DOCUMENT SECTION
◆ ◆ ◆ ◆ ◆ ◆ ◆
In Nepal, either too much or too little water

Nepal Police rescue villagers in Kailali district parts of which were flooded following a heavy rainfall. All photos: RSS

Those drawing attention to the water crisis in Nepal usually focus on the problems associated with the drying-up of wells and springs, and access to water for irrigation and drinking, particularly in the mountains.

While this constitutes one aspect of Nepal’s water crisis, at present the news is all about floods and landslides. This is nothing new for Nepal -- the monsoon comes every year, and there are annual floods, and landslides at great cost of lives and livelihoods.

There is too much water, in the wrong places, and land is washed away, submerged, ruined. And it is getting worse. There significant changes in the patterns of rainfall, with pre-monsoon rain increasing and falling in greater intensity and post-monsoon rain decreasing.

And there are a growing number of  ‘extreme events’ associated with climate change. Even after four decades of program and projects funded by loans from foreign banks and ‘development agencies’, there seems to be no effective response at national, provincial or local level.

After floods in the 1980s, there was a call for more effective responses to so-called ‘natural disasters’. This gave rise not only to new ‘aid’ programs and projects, but also to new institutions for more effective response.

The Natural Disaster Relief Act was passed in 1982, amended in 1989 and then again in 1992. In response to floods in Chitwan in 1989 the Grass Roots Institute for Training and Services-Nepal' (GRITS-Nepal) was established by a group of students from Rampur College of Agriculture, which became the precursor to Rural Reconstruction Nepal (RRN).
◆ ◆ ◆ ◆ ◆ ◆ ◆
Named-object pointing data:
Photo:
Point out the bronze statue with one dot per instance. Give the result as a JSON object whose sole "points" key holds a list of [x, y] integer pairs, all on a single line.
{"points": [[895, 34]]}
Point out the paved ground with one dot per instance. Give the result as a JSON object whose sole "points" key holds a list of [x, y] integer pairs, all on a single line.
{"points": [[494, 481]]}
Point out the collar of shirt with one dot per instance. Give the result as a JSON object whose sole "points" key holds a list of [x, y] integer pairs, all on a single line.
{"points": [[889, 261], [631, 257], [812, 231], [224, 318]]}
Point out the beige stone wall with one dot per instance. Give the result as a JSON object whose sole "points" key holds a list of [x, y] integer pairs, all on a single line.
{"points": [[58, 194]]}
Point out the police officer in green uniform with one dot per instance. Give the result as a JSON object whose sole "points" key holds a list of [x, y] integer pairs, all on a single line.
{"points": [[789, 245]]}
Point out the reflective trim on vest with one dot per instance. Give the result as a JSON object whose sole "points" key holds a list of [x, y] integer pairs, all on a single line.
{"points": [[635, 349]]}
◆ ◆ ◆ ◆ ◆ ◆ ◆
TASK DIRECTIONS
Can you repeat, word for word, the passage in the piece on Nepal's water crisis from "There is too" to "or local level."?

THE SOLUTION
There is too much water, in the wrong places, and land is washed away, submerged, ruined. And it is getting worse. There significant changes in the patterns of rainfall, with pre-monsoon rain increasing and falling in greater intensity and post-monsoon rain decreasing.

And there are a growing number of  ‘extreme events’ associated with climate change. Even after four decades of program and projects funded by loans from foreign banks and ‘development agencies’, there seems to be no effective response at national, provincial or local level.